▶ **Task 1**: Count the lines in the rows that contain the string "concrete", and give only that number.
▶ **Task 2**: Proceed with the text on the multiyear funding compact for UC and CSU, writing on from its final sentence.

▶ **Text section**:

▼▼▼

|For budget years 1995-96 through 1998-99, Governor Wilson maintained a multiyear funding agreement with the California State University (CSU) and the University of California (UC). This agreement, known as the "compact," ensured UC and CSU minimum annual support budget increases and other funding guarantees. In return, UC and CSU agreed to pursue a number of program objectives. Now, the administration and the two segments are negotiating a new multiyear funding agreement.|
Our analysis indicates that a multiyear funding compact for higher education could negatively affect program performance and the state budget process. We find that:
While it is understandable that UC and CSU would prefer guaranteed funding levels, this additional stability would come at a price to the state as a whole.
|We recommend that the Legislature not endorse a multiyear funding plan for UC and CSU. Instead, we recommend that it continue to use mechanisms already present in the annual budget process to express its policy and budget priorities and hold the segments accountable for performance.|
In the 1995-96 Governor's Budget, the administration proposed a four-year funding agreement for CSU and UC. In its proposal, the administration cited two objectives: restoring UC and CSU budgets following the fiscal difficulties of the early 1990s and stabilizing CSU and UC funding levels in future years. This plan, which came to be known as the "compact" (Compact I), provided the framework for the Governor's budget proposals for budget years 1995-96 through 1998-99. While the Legislature never formally endorsed Compact I in statute, it did pass budgets consistent with the agreement.

▲▲▲

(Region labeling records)
▼▼▼

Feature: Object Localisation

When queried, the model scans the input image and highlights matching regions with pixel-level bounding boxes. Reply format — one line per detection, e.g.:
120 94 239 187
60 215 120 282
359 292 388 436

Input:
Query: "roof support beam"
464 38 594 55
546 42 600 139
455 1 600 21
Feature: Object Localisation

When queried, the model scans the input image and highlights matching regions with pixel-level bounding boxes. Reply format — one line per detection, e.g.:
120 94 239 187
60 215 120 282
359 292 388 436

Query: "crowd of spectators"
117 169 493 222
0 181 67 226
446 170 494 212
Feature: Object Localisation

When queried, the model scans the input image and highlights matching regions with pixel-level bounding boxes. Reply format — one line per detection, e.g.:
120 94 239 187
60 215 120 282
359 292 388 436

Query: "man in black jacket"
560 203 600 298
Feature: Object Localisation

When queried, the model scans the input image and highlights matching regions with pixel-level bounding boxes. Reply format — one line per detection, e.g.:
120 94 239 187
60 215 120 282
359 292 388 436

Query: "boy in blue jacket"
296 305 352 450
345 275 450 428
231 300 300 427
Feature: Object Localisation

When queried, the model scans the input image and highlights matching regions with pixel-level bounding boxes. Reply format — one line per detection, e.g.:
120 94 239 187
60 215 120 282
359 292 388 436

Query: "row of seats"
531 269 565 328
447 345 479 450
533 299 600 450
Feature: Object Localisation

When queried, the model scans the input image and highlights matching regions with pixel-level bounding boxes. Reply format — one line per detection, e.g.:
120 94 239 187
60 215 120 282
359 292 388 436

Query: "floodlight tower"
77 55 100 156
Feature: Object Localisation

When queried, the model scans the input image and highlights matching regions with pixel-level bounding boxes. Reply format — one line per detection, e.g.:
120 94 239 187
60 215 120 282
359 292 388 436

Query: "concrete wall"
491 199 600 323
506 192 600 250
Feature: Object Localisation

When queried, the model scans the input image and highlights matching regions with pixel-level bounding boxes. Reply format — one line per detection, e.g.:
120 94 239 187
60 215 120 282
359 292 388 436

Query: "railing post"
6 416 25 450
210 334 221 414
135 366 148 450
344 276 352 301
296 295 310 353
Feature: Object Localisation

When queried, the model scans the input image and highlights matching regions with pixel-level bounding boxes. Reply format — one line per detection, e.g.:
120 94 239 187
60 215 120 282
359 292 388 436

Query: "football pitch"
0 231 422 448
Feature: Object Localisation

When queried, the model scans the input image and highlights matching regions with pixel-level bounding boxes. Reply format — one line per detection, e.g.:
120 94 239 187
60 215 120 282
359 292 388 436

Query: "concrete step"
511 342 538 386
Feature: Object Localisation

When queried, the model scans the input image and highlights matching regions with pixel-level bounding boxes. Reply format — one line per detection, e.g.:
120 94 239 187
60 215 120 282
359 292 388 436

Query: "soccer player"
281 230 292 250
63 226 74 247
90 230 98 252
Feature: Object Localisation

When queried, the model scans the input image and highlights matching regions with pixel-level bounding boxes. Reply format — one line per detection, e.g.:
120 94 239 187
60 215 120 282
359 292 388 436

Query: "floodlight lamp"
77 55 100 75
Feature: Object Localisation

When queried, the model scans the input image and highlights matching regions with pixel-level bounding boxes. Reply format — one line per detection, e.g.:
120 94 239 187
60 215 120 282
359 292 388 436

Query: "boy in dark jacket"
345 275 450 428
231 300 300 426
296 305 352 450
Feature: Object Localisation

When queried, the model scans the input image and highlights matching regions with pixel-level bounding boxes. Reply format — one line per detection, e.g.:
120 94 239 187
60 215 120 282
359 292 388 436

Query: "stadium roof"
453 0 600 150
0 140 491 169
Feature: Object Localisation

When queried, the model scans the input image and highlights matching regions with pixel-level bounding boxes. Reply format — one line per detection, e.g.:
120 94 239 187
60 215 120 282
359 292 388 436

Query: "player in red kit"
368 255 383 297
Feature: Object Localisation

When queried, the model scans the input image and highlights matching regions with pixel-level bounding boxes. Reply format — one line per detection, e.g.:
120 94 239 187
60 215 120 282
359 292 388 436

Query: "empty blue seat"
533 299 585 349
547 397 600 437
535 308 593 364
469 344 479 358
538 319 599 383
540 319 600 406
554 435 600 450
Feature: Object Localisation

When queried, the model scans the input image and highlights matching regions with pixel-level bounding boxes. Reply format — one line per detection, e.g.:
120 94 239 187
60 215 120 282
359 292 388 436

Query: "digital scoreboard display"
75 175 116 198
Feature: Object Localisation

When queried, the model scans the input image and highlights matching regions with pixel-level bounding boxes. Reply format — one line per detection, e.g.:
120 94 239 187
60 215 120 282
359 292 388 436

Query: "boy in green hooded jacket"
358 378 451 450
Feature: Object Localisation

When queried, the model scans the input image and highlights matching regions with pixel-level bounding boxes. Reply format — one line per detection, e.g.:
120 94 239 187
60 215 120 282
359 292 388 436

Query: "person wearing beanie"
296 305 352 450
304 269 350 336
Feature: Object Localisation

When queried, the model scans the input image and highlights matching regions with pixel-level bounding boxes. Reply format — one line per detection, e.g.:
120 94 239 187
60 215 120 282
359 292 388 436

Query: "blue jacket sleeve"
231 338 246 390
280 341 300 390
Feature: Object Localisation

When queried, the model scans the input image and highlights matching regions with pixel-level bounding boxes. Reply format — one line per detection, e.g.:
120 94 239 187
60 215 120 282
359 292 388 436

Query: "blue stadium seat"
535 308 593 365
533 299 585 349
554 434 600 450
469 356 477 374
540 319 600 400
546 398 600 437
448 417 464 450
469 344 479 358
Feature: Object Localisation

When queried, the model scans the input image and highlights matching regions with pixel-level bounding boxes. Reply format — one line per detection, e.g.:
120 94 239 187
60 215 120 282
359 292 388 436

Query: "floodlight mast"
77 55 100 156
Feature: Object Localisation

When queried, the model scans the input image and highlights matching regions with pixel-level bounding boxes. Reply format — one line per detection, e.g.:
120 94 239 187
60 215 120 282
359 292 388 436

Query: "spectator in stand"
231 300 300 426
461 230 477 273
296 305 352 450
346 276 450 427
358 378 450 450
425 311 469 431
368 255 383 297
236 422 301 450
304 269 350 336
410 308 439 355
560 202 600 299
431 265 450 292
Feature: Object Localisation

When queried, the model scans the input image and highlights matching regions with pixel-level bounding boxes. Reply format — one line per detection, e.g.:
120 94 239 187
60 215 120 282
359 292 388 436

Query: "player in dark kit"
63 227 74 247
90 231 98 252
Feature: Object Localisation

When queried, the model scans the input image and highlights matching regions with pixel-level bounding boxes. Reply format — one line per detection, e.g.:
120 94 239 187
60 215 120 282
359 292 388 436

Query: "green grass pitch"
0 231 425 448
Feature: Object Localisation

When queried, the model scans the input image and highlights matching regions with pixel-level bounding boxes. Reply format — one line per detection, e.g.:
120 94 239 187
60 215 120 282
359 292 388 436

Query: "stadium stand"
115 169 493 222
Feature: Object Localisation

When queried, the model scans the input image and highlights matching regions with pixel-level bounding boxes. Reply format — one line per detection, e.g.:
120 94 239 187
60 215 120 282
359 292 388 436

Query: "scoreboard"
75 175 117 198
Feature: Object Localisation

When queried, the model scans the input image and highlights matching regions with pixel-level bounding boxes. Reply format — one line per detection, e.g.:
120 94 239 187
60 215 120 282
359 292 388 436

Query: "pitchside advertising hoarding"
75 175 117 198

▲▲▲

▶ **Final result 1**: 2

▶ **Final result 2**:
Compact I's central component was a guaranteed minimum annual support budget increase for UC and CSU (see Figure 1). In 1995-96, the guaranteed minimum increase was 2 percent, followed by guaranteed minimum increases of 4 percent in each of the next three years. The 1995-96 Governor's Budget stated that the first year's minimum guarantee was smaller due to the lingering fiscal effects of the recent recession, while future minimum guarantees were larger, anticipating improvements in the state's fiscal condition. Because Compact I did not limit maximum support budget increases, the agreement created a floor, but not a ceiling, for state appropriations to UC and CSU.
|Major Terms of Compact I and Proposed Compact II Funding Agreements|
1995-96 through 1998-99
Proposed by CSU and UC
1999-00 through 2002-03
|Minimum Support Budget Increase||1995-96 -- 2 percent||1999-00 -- 4 percent|
|1996-97 -- 4 percent||2000-01 -- 4 percent|
|1997-98 -- 4 percent||2001-02 -- 4 percent|
|1998-99 -- 4 percent||2002-03 -- 4 percent|
|Student Fees||Increases as approved by UC and CSU governing boards.||Increases as approved by governing boards but no greater than the annual percentage change in California per capita income. The state would have the option to provide additional General Fund resources in lieu of student fee increases.|
|Enrollment||Average 1 percent annual growth to be funded from within the
minimum support budget increase.
Growth over 1 percent funded on top of this increase.
|Growth estimated to range from 2 percent to 3 percent annually. It is not clear from available documentation whether any of this growth would be accommodated from within the minimum support budget increase.|
|Capital Outlay||General Fund increases to cover debt service on general obligation and lease-payment bonds used to finance capital outlay projects.||Same.|
|Each segment to receive $150 million annually for capital outlay needs--an even three-way split of available bond money among CSU, UC, and CCC.||Same--except each segment to receive $210 million annually.|
|a Terms of the Compact II proposal are taken from the 1999-00 Governor's Budget and materials presented by CSU and UC at budget hearings. Compact II negotiations between the administration and the segments are ongoing at this time.|
In addition, Compact I also established funding guidelines in several program areas. The major provisions are listed below.
Enrollment. Compact I called for the segments to accommodate enrollment growth averaging 1 percent per year using resources included in their guaranteed minimum support budget increases. If enrollment growth exceeded 1 percent, additional funds were to be provided.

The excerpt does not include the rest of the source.